▶ Texte à lire:
--

La présente contribution analyse les raisons de la baisse du cours des hydrocarbures, et ses impacts sur le prix de cession du gaz qui est indexé sur le cours des hydrocarbures. Il est coté le 21 février 2016 à 1,8 dollars le MBTU contre 4/5 dollars il y a de cela une année. Le gaz représente plus de 33% de la valeur des recettes de Sonatrach qui irrigue l’ensemble de l’économie algérienne.
Attention aux analyses euphoriques qui induisent en erreur les autorités du pays. Les bourses n’ont pas réagi positivement à l’entente Venezuela, Qatar, Russie, Arabie Saoudite puisque le cours du baril du Wit a été coté à 31,95 dollars le Wit et 33,10 dollars le Brent avec un cours dollar/euro 1,112 dollar un euro. A un cours inférieur à 1,10 dollar un euro, le Wit se coterait à 29 dollars le baril et le Brent à 31 dollars (1). Etant entendu que le niveau des réserves se calcule en référence au coût, au vecteur prix international et de la concurrence des énergies substituables pouvant découvrir des milliers de gisements mais non rentables
1.-Premièrement, le ralentissement des pays émergents, le Brésil-Inde et surtout de la Chine se répercute sur toute l’économie mondiale. La décision récente de la dévaluation de la monnaie chinoise peut être le signe précurseur d’une très grave crise mondiale future. Dans la mesure où l’on ne s’est pas attaqué aux fondamentaux de la crise à savoir la suprématie de la sphère financière spéculative sur la sphère réelle, la distorsion entre la dynamique économique et la dynamique sociale. A ce déséquilibre offre/demande, s’ajoute la surproduction par rapport à la demande où existe un écart de plus de 2 millions de barils, l’OPEP dépassant largement son quota de 31,5 millions de barils/jour.

--

▶ Données à traiter:

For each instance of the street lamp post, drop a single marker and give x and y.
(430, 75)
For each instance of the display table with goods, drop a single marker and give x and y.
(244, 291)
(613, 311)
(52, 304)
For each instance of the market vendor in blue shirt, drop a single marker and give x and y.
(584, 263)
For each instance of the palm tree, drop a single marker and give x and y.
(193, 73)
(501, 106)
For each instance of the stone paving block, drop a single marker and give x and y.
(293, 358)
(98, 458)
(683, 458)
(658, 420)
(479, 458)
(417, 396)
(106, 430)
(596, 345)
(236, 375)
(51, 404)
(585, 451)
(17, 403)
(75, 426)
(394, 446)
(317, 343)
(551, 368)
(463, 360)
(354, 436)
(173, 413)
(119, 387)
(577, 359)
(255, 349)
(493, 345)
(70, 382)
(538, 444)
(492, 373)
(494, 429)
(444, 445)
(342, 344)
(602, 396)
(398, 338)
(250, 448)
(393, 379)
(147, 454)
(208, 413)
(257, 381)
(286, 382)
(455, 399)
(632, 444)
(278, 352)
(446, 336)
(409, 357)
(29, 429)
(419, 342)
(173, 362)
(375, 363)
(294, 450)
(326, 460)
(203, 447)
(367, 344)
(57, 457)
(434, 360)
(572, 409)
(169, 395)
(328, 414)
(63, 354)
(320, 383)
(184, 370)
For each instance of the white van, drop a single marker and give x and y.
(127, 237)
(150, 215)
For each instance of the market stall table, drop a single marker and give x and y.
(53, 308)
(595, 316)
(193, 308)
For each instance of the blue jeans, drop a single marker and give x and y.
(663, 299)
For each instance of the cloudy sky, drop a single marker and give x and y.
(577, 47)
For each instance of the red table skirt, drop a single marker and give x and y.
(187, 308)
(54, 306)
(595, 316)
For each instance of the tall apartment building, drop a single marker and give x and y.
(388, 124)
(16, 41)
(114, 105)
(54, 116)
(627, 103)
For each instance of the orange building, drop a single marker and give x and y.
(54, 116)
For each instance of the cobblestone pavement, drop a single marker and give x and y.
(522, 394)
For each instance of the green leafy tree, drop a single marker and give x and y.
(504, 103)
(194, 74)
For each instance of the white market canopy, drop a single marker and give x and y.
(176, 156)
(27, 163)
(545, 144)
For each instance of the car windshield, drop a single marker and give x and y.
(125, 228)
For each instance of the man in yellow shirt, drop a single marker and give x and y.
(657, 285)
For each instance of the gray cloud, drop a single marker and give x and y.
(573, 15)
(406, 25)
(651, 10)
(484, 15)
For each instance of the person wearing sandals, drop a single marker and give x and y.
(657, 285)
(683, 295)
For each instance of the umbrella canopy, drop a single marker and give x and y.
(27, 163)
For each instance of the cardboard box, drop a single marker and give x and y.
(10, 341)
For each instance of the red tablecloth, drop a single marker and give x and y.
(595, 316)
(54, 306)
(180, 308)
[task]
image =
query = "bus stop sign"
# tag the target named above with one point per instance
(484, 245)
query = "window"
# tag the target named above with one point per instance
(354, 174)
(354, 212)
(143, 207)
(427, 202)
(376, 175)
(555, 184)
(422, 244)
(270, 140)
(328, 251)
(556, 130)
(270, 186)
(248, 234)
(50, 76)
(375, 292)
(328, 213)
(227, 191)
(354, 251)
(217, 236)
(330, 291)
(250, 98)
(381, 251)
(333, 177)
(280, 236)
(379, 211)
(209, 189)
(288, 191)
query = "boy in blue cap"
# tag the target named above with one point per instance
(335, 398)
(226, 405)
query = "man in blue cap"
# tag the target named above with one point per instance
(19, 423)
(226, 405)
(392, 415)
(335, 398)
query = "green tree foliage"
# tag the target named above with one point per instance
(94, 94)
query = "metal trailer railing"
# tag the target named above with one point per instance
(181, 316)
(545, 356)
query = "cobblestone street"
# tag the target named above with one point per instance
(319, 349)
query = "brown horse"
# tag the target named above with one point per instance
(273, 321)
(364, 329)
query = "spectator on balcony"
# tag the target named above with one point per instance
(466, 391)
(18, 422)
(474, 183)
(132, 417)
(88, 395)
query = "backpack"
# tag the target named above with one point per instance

--

▶ Consignes:
• a. Quels pays le texte sur la baisse des hydrocarbures cite-t-il comme parties à l'entente ? Donnez-les tous.
• b. Quelles lignes des entrées contiennent la chaîne "query" ? Renvoyez-les toutes.
Le texte sur la baisse des hydrocarbures et les entrées sont deux supports sans lien entre eux.

▶ Réponses:
• a. Venezuela, Qatar, Russie, Arabie Saoudite

• b.
query = "bus stop sign"
query = "window"
query = "boy in blue cap"
query = "man in blue cap"
query = "green tree foliage"
query = "metal trailer railing"
query = "cobblestone street"
query = "brown horse"
query = "spectator on balcony"
query = "backpack"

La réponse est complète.